(Named object pointing entries)
--------
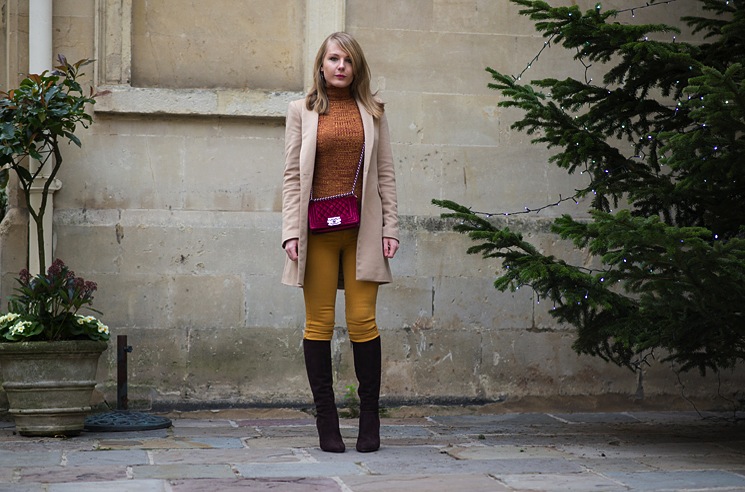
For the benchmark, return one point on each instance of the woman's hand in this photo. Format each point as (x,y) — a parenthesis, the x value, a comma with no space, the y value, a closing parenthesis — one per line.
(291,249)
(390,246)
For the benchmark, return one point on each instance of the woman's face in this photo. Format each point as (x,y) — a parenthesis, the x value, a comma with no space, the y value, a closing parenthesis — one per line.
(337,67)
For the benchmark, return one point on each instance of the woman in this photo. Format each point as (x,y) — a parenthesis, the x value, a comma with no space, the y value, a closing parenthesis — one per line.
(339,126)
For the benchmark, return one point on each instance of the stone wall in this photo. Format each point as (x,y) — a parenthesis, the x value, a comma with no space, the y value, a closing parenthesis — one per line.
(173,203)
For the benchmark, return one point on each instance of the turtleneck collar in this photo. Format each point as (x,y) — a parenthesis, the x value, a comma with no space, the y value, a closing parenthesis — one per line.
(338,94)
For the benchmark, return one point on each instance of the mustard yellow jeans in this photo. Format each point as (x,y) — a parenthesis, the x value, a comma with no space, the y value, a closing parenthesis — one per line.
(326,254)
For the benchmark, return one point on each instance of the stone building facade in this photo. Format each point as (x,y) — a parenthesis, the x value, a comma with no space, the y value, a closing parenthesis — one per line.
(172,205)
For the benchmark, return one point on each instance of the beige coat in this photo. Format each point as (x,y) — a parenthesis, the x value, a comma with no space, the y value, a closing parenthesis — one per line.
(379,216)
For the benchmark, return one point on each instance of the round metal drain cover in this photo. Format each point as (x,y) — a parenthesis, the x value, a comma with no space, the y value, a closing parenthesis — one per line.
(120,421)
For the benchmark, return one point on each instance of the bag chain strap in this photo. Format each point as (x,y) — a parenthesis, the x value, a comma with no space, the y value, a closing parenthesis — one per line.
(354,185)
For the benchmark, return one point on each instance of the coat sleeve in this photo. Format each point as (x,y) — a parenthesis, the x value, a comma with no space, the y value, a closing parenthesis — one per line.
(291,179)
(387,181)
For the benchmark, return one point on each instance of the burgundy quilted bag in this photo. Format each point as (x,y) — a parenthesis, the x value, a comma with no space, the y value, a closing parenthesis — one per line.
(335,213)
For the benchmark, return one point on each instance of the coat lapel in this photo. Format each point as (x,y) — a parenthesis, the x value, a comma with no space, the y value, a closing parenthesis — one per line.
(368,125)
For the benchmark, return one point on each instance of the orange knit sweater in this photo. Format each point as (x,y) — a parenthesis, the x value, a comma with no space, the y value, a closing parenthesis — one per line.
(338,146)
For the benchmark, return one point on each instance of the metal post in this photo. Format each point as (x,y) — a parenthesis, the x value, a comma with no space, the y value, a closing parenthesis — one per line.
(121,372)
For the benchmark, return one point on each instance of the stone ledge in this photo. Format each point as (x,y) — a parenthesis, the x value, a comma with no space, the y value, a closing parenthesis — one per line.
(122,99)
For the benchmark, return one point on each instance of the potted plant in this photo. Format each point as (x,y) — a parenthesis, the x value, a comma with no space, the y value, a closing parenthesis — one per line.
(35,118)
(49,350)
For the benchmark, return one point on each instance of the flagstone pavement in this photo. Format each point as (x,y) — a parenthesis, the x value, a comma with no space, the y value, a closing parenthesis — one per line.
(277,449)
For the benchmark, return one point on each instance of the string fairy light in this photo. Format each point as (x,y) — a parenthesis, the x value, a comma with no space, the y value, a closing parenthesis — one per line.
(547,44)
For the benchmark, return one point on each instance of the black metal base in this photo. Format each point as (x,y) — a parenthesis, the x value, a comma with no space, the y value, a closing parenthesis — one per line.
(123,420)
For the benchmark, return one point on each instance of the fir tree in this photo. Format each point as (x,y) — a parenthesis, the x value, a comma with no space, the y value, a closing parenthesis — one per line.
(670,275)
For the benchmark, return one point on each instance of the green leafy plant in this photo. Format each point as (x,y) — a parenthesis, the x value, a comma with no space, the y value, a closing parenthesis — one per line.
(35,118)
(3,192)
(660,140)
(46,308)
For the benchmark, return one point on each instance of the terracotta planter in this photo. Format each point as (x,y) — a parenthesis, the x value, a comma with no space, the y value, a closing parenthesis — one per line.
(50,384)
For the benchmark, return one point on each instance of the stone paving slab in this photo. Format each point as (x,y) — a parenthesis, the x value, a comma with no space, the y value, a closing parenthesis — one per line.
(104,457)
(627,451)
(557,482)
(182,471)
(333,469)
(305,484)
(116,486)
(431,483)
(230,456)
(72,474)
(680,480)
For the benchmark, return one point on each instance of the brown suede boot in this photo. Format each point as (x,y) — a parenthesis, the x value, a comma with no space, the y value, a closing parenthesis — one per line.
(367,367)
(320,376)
--------
# Challenge
Transcribe the preceding listing in its entirety and with exact wording, leaving out pictures.

# Task solution
For the benchmark, return one point on each instance of the woman's hand in this photo. Format each point as (x,y) — a parenthesis, the x value, a comma with no space, the y value, a closing parenthesis — one per line.
(291,249)
(390,246)
For the benchmark, return one point on each instance of the woman's face in this photo. Format each point as (x,y) — a parenthesis, the x value, a comma with no space, the y value, a closing parenthesis — one per line.
(337,67)
For the benchmark, return one point on each instance of the woman in this photo. Format each point as (x,y) — a parenthesis, the x value, a comma with no space, the y value, a closing parenthesis — one per line.
(339,126)
For the benchmark, return one point on each instance of the stone wall in this photo. Format each point as (x,y) — a parenthesis, the x value, a comma with no space, the y value, a closing parenthesis — one per line.
(173,203)
For the benchmark, return one point on each instance of the turtleneck collar in this photo. Format each point as (x,y) — a parenthesis, the x value, a comma with no space, the y value, a closing parenthesis — one per line.
(338,94)
For the benchmark, return one point on each instance of the mustard yellow jeans in this photo. Format each point as (x,y) — a parenthesis, the x value, a comma with no space, the y value, a closing parenthesis — one per line.
(326,254)
For the benchmark, return one point on each instance of the stone building facade in this photo. Format each point as (x,y) — a parenthesis, the x value, a comma with no space, the y value, a closing parenthesis — one per line.
(172,205)
For the benchmark, return one point on each instance of the beige coat in this photo. Format each point as (x,y) — a parenthesis, the x value, a comma with no space, the y value, a closing parenthesis — one per line.
(379,216)
For the benchmark, return one point on each instance of the round metal drain cover in this photo. Format each point as (x,y) — a parenthesis, the x value, a comma with no space, the y value, a closing parenthesis — one per line.
(120,421)
For the benchmark, return one point on each instance of the bag chain strap in this photo. Format each point as (x,y) — a parenthesis, the x value, a comma with no space, the y value, a closing parenthesis — one per line.
(354,185)
For the benchmark, return one point on each instance of the coat sleeve in this photo. Format each point as (x,y) — a parenthesis, the x value, a comma with no space, the y value, a closing parenthesis — one per line.
(291,179)
(387,181)
For the benchmark, return one point on each instance of the burgundy quilted bag in this photo. Format each point as (x,y) — a parenthesis, the x value, a comma with no space, the y value, a closing parenthesis — one per line.
(335,213)
For the benchmark, return one point on each instance of the coat lapel in this photo. Format each point as (x,y) — a parenthesis, the x value, a comma with no space, the y value, a closing parenthesis — one per line.
(368,125)
For the benchmark, return one point on each instance of the orange knit sweater in this photo. Format each point as (x,y) — a parenthesis, the x value, a comma with no space, the y value, a closing parenthesis — one per line.
(338,146)
For the benchmark, return one point on each instance of the metal post in this photo. Format each point as (x,y) — a parenthesis, the x value, a comma with no space, the y value, a closing parenthesis — one per line.
(121,372)
For the benchmark, return one point on each instance of the stone ledge in this photo. Format each point as (x,y) — a parenthesis, the x value, a comma with no space, the y value, a closing parenthesis — one per line.
(122,99)
For the benchmark, return one point on each instance of the potted plant in this photo. Format each point as (x,y) — a parenthesis, the x value, a comma with no space, the y value, a closing parenthesis — one per line.
(35,118)
(49,350)
For the benchmark, return one point on each instance of the flagstone pavement in this photo. Format each point as (x,y) — a parenthesis, the x value, a comma with no space, the y value, a closing parenthesis — one per line.
(277,449)
For the benchmark, return one point on each instance of the string fairy light in this photo. Format each point as (x,y) — a parenthesis, the x value, a comma with no space, the y value, a closing parenthesis — one per line.
(547,44)
For the benchmark, return one point on each instance of the black metal base in this photo. Format each point as (x,y) — a parenthesis, the x value, a comma with no space, the y value, a closing parenthesis — one per line.
(123,420)
For the benchmark, return one point on each instance of the fir tree in this photo. Format each point as (x,y) — a parenthesis, the x value, a comma with no space, the y value, a closing parenthesis — one per line.
(670,275)
For the benchmark, return one point on each instance of the green leafy plant in this photo. Format each point as (x,y) — a parenthesis, the x value, a comma with no space, the y value, a closing parenthesis — one per line.
(35,118)
(3,192)
(660,140)
(46,308)
For the benchmark, return one point on each instance of the terracotta planter in this photo. Format each point as (x,y) — a parenthesis, the x value, a comma with no space, the y value, a closing parenthesis — one per line.
(50,384)
For the benchmark, return one point on each instance of the stone paving slab in this photo. Format each point as (x,y) — a parenthesis, the x value, a comma with no space, the y value, a closing parenthesis — one per line.
(104,457)
(627,451)
(557,482)
(182,471)
(333,469)
(305,484)
(116,486)
(431,483)
(230,456)
(72,474)
(680,480)
For the benchmark, return one point on each instance of the brown suede boot in this photo. Format each point as (x,y) — a parenthesis, the x value, a comma with no space, the y value, a closing parenthesis — one per line.
(367,367)
(320,376)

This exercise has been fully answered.